§ EXERCISE OBJECTIVE
Tally the lines in the entries below that contain the word "white". Reply with that number alone.

§ DATASET CONTENT

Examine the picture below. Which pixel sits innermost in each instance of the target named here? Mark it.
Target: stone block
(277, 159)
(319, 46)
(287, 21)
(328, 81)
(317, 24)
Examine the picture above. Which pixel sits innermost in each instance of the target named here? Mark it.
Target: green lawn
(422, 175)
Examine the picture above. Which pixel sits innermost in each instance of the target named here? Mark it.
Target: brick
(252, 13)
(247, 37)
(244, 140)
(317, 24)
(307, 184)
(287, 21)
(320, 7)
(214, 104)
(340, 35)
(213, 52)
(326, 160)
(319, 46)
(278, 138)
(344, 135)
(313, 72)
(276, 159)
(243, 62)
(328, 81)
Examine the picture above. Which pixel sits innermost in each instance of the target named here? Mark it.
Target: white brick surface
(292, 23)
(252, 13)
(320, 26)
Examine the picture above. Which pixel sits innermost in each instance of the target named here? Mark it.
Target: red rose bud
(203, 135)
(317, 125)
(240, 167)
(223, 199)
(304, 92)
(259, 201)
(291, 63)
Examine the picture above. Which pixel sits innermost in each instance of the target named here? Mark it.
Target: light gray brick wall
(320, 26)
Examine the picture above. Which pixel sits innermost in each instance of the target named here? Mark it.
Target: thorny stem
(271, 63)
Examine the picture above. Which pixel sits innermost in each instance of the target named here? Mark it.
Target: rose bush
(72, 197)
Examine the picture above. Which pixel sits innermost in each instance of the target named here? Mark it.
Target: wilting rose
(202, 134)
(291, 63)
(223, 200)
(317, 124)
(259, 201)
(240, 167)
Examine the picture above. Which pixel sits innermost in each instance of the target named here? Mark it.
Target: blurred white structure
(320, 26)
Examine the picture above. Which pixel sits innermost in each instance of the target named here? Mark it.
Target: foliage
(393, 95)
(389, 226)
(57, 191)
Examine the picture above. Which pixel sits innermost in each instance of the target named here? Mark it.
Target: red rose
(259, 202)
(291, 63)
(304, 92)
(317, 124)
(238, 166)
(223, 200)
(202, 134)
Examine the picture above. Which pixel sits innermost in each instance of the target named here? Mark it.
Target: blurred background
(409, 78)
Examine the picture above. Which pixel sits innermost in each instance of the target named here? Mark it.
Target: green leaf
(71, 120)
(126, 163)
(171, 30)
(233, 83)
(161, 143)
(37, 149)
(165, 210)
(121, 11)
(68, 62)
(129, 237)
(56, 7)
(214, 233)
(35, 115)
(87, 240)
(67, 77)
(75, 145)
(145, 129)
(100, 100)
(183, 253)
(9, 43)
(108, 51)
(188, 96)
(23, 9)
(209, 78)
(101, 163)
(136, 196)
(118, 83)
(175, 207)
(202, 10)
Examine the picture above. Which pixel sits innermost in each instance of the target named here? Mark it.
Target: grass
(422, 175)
...
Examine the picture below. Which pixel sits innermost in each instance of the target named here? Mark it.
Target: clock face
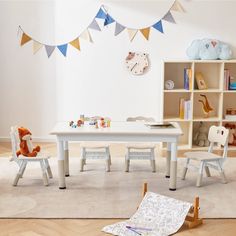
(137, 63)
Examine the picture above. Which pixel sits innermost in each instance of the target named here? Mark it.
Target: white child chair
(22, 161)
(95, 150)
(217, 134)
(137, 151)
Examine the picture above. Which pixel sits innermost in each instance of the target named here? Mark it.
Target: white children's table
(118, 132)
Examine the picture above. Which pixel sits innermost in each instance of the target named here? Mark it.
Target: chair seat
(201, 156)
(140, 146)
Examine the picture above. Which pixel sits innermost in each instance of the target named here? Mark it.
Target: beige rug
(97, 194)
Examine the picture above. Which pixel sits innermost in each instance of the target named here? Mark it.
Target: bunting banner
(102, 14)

§ SOLVED PROBLEM
4